▸ **STATED TASK 1**
From the rows below, select every line that contains the word "cloud" and copy each one.

▸ **PROVIDED TEXT**
_ _ _ _
What the Opposition will not accept is the blatant attempts by the Follett Government to shirk all responsibility for the VITAB affair. From the day an inquiry was announced by the Chief Minister, this Government has run for cover. They must have had a special on steak knives at the Canberra Theatre during the Pearce inquiry, Madam Speaker, because I saw hundreds of them sticking out of the backs of various people during the inquiry - of members of the ACTTAB board, of members of the department, of Ministers' staff. More finger pointing, as one journalist put it. If you had sat quietly during those hearings you would not have been able to hear what was being said for the sound of knives going into various backs. My staff and many journalists watched in fascination as senior bureaucrats from the Department of the Environment, Land and Planning, ACTTAB, the ACTTAB board as well as the Minister all tried their hand at knife throwing.
Mr De Domenico: And dumping on each other.
MRS CARNELL: And dumping on each other, as Mr De Domenico said. The question we need to ask is not "Who is to blame for the failure of the VITAB deal?" but "Who was responsible?". The Government claims that it was ACTTAB and that ACTTAB alone must carry the can. Madam Speaker, the Opposition believes that the Follett Government is largely responsible for what Professor Pearce has found. It can be clearly shown that it was Mr Berry and his Cabinet colleagues who created the environment in which a stuff-up of this magnitude was allowed to flourish unchecked. The Government decorporatised the TAB on the pretext of having more responsibility for its operation. It decorporatised the TAB on the pretext of having more say in who was appointed to manage its affairs.
_ _ _ _
▸ **Entries from a pointing dataset**
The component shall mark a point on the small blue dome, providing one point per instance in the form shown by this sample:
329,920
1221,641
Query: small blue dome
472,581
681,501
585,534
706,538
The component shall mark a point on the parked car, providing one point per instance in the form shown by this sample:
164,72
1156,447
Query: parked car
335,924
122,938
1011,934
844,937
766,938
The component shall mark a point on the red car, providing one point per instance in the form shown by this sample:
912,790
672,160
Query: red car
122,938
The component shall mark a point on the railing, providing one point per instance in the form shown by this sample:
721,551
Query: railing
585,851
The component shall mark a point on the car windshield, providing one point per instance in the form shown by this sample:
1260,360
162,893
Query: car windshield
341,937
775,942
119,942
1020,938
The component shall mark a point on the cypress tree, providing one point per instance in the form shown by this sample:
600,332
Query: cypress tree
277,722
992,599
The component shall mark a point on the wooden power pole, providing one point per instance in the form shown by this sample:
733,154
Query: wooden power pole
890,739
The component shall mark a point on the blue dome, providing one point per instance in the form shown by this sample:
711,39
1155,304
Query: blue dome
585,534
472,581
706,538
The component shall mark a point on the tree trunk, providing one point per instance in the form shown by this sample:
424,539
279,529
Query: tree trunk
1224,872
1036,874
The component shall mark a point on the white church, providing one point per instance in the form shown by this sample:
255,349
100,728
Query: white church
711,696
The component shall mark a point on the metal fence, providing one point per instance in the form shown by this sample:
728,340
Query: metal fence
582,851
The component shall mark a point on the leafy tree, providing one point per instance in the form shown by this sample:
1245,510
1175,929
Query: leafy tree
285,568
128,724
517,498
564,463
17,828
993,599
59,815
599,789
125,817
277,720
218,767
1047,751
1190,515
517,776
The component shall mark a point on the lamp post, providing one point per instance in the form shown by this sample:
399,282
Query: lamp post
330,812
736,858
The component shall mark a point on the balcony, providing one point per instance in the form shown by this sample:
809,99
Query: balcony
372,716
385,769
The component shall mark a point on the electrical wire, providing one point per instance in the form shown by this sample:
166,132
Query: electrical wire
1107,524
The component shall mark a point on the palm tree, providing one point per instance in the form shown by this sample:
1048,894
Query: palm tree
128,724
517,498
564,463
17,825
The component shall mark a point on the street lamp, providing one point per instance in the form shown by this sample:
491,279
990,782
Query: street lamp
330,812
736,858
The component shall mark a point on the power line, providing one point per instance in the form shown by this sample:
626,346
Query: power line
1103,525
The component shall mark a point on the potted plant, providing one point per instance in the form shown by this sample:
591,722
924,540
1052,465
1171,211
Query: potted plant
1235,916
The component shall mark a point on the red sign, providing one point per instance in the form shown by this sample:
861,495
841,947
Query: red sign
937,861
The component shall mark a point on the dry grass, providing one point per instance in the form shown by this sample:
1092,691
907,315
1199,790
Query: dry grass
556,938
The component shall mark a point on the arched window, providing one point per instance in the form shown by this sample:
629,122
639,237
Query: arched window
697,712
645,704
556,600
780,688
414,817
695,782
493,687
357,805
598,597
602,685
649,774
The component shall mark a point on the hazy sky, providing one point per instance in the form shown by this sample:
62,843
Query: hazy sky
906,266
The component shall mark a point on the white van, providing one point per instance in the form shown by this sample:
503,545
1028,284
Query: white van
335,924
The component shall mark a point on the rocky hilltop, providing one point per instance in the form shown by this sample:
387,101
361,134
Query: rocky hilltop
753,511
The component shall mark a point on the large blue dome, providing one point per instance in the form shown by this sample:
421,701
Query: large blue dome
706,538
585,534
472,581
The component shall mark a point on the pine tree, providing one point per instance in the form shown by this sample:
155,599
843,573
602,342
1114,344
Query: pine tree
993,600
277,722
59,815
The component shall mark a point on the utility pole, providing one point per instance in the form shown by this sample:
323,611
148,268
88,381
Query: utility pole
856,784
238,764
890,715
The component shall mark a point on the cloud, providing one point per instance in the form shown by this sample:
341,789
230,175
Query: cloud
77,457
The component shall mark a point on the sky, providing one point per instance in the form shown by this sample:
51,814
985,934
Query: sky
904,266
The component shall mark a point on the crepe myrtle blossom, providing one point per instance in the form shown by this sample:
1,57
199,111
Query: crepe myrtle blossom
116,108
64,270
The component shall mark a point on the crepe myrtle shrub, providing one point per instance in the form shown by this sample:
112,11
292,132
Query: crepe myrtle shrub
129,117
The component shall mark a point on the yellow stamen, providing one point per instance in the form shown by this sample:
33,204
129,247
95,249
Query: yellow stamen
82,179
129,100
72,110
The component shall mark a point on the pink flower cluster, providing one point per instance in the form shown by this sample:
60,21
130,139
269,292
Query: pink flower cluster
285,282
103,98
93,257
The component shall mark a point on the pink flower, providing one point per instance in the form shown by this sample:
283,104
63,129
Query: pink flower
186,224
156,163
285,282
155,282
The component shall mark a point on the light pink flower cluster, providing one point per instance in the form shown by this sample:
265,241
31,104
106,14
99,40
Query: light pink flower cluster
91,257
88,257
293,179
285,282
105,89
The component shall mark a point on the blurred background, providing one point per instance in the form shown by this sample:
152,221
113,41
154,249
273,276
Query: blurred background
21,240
_ _ _ _
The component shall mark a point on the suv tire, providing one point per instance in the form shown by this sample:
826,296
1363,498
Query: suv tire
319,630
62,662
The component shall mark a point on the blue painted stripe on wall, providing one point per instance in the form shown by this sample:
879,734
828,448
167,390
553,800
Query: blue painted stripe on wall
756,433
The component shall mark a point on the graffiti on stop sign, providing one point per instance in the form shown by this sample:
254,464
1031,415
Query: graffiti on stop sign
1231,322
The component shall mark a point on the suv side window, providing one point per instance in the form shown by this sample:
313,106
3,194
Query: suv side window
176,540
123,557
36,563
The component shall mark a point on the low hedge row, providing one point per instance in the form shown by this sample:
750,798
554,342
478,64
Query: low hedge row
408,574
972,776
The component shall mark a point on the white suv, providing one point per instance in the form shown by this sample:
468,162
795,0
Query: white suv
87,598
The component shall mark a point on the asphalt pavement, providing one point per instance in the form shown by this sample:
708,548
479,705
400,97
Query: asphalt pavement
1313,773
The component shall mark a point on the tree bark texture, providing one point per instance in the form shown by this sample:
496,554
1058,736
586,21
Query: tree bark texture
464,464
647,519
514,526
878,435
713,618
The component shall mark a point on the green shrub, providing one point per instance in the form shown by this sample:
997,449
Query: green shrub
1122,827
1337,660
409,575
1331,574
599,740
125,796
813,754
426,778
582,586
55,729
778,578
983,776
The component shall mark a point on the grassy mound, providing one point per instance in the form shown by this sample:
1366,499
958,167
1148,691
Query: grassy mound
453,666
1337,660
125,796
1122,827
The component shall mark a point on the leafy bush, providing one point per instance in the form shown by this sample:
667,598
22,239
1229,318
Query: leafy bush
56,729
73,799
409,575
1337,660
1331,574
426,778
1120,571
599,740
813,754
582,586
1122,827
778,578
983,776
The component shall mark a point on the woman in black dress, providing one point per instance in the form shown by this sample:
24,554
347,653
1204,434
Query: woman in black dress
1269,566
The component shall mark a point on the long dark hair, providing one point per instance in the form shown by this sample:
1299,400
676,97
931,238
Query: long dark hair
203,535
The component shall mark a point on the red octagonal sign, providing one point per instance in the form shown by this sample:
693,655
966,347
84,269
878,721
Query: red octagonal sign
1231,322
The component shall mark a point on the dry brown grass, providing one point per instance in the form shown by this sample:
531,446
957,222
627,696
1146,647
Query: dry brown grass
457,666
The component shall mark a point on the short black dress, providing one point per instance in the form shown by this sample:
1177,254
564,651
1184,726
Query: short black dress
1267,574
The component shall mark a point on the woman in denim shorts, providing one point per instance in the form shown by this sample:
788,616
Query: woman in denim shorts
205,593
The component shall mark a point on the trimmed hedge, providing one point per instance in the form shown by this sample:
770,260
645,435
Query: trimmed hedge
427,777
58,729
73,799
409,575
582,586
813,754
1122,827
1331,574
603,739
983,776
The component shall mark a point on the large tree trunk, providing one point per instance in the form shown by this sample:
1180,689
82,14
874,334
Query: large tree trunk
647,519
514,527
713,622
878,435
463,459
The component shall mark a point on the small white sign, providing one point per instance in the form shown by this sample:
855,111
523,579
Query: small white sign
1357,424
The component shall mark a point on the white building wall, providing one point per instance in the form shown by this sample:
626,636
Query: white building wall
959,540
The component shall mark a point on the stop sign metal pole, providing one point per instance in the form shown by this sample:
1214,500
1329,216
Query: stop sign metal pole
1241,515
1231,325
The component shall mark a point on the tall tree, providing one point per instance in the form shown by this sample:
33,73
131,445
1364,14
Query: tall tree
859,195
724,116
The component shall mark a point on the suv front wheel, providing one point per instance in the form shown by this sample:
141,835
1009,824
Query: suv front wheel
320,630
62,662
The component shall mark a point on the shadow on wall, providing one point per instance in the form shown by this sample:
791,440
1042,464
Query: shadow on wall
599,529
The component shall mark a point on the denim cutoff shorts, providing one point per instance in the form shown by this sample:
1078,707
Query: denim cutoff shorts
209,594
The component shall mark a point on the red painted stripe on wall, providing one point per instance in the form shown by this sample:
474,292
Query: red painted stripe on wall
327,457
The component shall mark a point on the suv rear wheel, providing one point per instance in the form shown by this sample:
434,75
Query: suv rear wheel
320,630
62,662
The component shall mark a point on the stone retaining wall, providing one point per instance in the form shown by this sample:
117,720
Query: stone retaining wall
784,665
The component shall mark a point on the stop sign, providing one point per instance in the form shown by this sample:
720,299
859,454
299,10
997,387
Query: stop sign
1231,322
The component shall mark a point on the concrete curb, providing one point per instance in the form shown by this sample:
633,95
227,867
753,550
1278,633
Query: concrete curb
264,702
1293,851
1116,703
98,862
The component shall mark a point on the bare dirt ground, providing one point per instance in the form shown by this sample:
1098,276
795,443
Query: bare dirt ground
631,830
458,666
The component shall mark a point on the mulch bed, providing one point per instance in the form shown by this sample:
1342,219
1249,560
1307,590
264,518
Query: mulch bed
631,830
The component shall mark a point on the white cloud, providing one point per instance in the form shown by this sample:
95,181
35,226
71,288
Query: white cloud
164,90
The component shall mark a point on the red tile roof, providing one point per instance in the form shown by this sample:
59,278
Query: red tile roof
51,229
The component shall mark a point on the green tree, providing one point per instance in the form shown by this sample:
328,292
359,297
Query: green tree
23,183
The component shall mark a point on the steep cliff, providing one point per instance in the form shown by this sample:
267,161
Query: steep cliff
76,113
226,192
_ _ _ _
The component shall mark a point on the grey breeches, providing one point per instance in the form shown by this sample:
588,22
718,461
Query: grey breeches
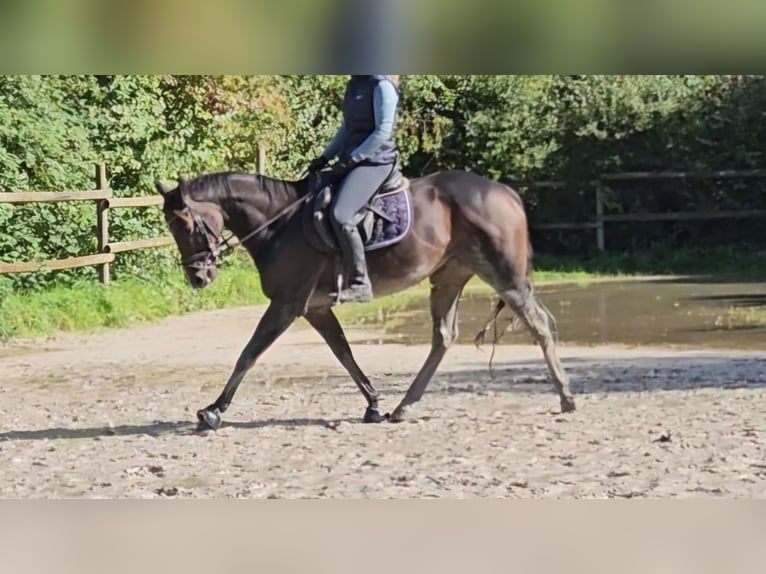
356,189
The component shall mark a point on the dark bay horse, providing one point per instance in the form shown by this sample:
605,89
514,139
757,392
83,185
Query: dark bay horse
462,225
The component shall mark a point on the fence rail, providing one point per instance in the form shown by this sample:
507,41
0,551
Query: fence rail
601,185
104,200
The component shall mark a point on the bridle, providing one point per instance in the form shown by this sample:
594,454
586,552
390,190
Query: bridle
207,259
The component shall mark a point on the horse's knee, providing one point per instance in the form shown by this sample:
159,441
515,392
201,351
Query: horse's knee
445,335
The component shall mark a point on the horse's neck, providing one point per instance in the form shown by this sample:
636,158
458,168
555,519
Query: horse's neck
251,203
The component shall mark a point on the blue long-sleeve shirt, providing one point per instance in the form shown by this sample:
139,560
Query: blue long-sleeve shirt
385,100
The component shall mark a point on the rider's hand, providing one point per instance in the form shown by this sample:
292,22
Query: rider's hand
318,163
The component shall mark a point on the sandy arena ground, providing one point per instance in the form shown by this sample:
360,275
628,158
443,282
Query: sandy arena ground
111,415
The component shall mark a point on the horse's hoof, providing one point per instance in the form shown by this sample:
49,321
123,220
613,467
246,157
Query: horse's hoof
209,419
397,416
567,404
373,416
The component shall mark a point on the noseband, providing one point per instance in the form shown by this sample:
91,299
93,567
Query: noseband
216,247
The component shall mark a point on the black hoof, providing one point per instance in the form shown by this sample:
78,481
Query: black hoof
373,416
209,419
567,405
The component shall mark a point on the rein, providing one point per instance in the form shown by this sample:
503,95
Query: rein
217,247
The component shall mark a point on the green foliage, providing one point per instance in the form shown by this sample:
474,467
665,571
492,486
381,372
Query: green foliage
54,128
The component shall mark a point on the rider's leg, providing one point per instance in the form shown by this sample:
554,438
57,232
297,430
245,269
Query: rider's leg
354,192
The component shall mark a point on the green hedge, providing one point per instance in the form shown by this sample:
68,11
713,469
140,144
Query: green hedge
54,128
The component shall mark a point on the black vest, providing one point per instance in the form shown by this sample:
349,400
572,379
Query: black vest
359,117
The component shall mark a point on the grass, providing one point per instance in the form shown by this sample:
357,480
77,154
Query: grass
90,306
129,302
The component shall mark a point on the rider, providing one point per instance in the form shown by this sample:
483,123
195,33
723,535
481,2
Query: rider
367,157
_ _ _ _
▸ **STATED TASK 2**
Go on with the parliamentary debate on the VITAB affair, continuing from its final sentence above.

▸ **FINAL RESULT 1**
The component shall mark a point on the cloud, providing one point per instance in the form shown by this sample:
Query: cloud
The component shall mark a point on the white cloud, providing one point per instance in the form shown by this sample:
Query: white cloud

▸ **FINAL RESULT 2**
Now the Chief Minister wants us to believe that her Government had no responsibility for ACTTAB's operations, and even less to do with the actions of the board members. You and your ALP faction wanted more responsibility for ACTTAB, Ms Follett. I see that she has left the chamber. Today I think the Follett Government has to accept what she and her Minister and her Cabinet debated for in this house. Ms Follett set the rules under which the TAB operated. Ms Follett, or possibly Mr Berry, decided who would administer the agency; but I am sure that Ms Follett has control over all these things, and Mr Berry convinced the Independents that this would achieve maximum benefit for the people of Canberra. Ms Follett's Government promised that ACTTAB would be more accountable to it, more under its control and better managed via decorporatisation. You will remember that in this house the Liberal Party argued quite definitely against this approach. Now the TAB has become a convenient scapegoat. The agency and its board deserve strong criticism for their actions in the negotiation of the contract with VITAB, but they are not alone.